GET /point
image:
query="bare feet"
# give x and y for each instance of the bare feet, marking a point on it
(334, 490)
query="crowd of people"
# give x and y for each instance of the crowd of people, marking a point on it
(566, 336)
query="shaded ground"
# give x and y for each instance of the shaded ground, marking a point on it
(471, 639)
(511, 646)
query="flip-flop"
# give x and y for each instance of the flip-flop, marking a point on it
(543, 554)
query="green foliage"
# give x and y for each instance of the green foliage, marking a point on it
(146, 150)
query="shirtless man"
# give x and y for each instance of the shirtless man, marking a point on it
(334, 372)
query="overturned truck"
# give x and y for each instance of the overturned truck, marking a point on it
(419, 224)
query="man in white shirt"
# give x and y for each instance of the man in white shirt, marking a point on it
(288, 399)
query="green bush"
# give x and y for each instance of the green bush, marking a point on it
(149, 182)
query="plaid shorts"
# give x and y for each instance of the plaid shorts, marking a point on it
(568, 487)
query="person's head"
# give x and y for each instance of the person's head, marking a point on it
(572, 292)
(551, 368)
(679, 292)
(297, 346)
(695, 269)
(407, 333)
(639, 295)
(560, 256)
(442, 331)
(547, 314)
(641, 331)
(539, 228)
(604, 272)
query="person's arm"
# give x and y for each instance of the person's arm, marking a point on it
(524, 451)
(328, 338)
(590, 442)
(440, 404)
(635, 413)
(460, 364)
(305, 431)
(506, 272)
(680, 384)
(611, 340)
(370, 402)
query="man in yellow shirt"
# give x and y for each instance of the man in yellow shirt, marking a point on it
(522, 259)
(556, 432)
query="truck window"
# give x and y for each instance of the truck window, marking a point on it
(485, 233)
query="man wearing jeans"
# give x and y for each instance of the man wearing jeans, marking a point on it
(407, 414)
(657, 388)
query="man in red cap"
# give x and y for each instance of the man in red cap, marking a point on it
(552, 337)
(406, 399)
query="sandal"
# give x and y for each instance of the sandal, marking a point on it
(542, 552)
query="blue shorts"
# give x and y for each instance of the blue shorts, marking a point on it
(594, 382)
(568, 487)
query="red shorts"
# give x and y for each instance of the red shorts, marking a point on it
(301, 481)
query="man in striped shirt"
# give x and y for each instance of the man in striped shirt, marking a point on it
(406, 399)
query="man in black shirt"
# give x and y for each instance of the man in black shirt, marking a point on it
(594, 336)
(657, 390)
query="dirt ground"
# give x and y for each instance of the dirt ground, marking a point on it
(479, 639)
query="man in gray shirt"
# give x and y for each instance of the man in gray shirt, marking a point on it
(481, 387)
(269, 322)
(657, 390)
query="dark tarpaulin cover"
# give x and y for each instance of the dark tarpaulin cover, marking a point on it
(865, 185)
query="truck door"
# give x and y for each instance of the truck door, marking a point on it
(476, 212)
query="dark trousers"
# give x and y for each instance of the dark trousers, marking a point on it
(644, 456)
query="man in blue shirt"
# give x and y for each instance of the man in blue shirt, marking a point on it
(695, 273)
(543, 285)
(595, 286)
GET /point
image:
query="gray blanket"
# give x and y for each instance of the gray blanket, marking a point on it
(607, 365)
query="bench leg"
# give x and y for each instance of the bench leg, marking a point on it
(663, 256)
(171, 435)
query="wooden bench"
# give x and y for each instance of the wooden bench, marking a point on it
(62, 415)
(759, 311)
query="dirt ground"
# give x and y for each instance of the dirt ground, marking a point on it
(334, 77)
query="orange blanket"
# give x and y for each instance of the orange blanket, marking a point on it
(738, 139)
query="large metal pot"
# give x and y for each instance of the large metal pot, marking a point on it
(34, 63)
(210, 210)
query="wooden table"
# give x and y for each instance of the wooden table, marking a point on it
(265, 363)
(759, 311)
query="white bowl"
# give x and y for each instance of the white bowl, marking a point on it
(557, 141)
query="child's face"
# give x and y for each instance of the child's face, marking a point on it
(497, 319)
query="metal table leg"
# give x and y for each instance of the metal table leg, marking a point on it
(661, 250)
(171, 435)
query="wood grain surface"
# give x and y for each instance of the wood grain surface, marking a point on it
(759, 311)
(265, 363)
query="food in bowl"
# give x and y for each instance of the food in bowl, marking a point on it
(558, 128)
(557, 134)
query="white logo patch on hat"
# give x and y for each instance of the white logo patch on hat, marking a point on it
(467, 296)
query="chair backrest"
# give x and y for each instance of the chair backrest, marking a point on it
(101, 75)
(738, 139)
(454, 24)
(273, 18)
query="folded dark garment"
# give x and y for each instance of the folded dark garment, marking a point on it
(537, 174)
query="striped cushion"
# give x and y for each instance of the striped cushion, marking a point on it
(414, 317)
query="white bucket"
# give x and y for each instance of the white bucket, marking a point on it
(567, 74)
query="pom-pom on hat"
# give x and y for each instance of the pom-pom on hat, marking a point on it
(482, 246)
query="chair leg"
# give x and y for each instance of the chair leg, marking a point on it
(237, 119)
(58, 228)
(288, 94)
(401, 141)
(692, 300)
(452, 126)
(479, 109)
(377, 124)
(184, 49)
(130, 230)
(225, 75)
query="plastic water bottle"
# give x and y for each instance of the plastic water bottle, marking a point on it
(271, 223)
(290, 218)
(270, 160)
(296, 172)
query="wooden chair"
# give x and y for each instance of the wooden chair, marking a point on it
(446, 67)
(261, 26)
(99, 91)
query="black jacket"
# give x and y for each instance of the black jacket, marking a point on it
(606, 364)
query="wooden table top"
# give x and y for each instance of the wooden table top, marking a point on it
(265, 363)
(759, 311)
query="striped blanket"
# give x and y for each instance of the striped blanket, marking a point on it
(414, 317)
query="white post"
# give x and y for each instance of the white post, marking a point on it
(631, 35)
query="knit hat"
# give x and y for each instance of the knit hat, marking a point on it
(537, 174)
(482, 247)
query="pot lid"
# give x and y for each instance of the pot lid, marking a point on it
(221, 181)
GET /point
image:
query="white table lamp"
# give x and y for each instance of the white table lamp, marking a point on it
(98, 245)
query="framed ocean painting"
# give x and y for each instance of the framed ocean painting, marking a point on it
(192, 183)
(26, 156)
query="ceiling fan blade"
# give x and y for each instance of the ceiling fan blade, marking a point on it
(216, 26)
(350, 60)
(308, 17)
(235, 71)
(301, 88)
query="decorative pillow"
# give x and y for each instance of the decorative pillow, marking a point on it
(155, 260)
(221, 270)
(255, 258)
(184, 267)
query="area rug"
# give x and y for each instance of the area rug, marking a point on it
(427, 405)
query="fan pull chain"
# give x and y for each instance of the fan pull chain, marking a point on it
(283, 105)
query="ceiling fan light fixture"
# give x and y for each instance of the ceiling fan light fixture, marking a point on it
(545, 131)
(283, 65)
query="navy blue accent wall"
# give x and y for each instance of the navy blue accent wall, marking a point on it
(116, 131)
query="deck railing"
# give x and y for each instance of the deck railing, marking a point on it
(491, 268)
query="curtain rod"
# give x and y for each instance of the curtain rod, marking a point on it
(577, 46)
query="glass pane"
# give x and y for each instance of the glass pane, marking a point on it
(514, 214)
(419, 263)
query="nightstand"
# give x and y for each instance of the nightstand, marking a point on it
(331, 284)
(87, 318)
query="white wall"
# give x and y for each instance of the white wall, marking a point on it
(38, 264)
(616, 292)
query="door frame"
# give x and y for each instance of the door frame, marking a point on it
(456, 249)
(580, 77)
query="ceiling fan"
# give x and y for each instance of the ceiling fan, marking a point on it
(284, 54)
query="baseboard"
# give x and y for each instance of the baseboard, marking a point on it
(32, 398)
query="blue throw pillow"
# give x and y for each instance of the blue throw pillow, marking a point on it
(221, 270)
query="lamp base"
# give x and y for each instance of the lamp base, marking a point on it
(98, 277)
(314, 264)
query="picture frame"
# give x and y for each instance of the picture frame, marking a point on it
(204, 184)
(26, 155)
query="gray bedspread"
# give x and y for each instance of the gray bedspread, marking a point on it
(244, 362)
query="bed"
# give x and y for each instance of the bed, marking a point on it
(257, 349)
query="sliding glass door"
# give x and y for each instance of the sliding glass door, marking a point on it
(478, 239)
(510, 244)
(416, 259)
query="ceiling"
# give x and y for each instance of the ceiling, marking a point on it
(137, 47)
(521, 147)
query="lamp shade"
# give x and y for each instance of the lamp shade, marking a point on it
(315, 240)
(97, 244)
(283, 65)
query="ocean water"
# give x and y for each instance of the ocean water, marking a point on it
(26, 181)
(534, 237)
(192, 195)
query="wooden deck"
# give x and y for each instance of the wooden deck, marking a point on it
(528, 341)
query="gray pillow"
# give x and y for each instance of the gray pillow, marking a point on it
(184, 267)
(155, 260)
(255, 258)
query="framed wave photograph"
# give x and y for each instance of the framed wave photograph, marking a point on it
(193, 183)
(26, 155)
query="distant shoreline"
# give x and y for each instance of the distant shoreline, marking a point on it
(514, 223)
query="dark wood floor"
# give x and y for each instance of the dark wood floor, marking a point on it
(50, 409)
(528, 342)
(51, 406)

⁂

[Short problem]: Report how many lines in the items contain the string "photograph". Reply with the number alone.

[Worked solution]: 2